■ Work instruction: All records are to be retyped faithfully and completely.

◇ ◇ ◇ ◇ ◇ ◇ ◇

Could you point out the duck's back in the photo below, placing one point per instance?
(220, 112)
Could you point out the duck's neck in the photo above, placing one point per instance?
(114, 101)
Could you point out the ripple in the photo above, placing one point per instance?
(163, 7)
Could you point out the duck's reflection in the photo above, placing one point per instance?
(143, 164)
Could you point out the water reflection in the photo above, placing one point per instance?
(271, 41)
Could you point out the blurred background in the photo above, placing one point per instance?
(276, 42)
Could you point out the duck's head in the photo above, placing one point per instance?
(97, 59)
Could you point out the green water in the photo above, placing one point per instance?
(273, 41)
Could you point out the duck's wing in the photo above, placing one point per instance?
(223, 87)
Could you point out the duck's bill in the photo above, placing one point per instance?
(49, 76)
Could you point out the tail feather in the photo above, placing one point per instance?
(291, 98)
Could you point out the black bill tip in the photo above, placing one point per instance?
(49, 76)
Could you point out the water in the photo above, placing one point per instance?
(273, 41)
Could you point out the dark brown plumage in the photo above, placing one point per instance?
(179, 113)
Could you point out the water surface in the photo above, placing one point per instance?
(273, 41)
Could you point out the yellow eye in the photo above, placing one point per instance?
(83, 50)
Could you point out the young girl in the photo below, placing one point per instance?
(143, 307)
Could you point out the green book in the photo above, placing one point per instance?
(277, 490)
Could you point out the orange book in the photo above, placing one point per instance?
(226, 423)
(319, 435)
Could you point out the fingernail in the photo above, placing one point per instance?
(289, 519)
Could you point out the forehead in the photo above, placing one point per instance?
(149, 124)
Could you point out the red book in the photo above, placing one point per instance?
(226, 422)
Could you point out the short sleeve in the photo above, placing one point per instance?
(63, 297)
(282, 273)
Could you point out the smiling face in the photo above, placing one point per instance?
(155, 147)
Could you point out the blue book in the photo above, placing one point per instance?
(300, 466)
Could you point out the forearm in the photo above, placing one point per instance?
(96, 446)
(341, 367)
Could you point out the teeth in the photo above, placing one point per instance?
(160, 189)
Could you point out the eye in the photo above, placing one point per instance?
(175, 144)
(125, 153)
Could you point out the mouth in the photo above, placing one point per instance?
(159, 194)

◇ ◇ ◇ ◇ ◇ ◇ ◇

■ Result:
Could you point out the duck's back in the photo below, placing one point per instance?
(220, 112)
Could you point out the duck's neck in the photo above, placing one point per instance?
(114, 101)
Could you point out the ripple in the photo above, placing one point per instance?
(163, 7)
Could you point out the duck's reflection in the photo above, placing one point per instance?
(143, 164)
Could you point out the water reflection in the photo above, placing one point per instance?
(271, 41)
Could you point out the blurred background in the photo above, placing one point per instance?
(276, 42)
Could you point out the duck's head in the photo above, placing one point per instance?
(97, 59)
Could you point out the green water in the photo above, placing one point per instance?
(273, 41)
Could you point out the duck's wing in the photo above, placing one point per instance?
(223, 87)
Could you point out the duck's bill in the photo above, placing one point per instance?
(49, 76)
Could you point out the tail feather in the photo above, placing one point per instance?
(291, 98)
Could you point out the black bill tip in the photo above, placing one point per instance?
(49, 76)
Could you point out the water in the photo above, placing one point per instance?
(273, 41)
Could you point out the dark brown plumage in the photo above, placing one point per instance?
(179, 113)
Could you point out the water surface in the photo above, placing one point per instance?
(273, 41)
Could you point out the yellow eye in the photo above, placing one point per instance?
(83, 50)
Could you point out the young girl in the photo below, placing one point per instance?
(143, 307)
Could you point out the green book in the photo above, placing one point per instance?
(277, 490)
Could you point out the orange book in the photo above, placing one point per instance?
(226, 423)
(319, 435)
Could you point out the fingernail in the photo above, placing one point per instance?
(289, 519)
Could you point out the forehead in the photo above, placing one point per instance?
(149, 124)
Could you point out the red book in the photo above, placing one point per instance?
(226, 422)
Could you point out the short sleeve in the photo above, placing one point per instance?
(63, 297)
(282, 273)
Could you point out the smiling face in the photo above, placing one point per instance?
(155, 147)
Could you point out the blue book in the photo above, placing one point per instance?
(300, 466)
Could you point out the forearm in the photo above, placing one point per instance?
(96, 446)
(341, 367)
Could you point out the teeth in the photo above, placing one point per instance?
(160, 189)
Could you point out the eye in the photo above, placing one point per instance?
(175, 144)
(125, 153)
Could you point out the mouth in the photo above, placing one point per instance?
(159, 194)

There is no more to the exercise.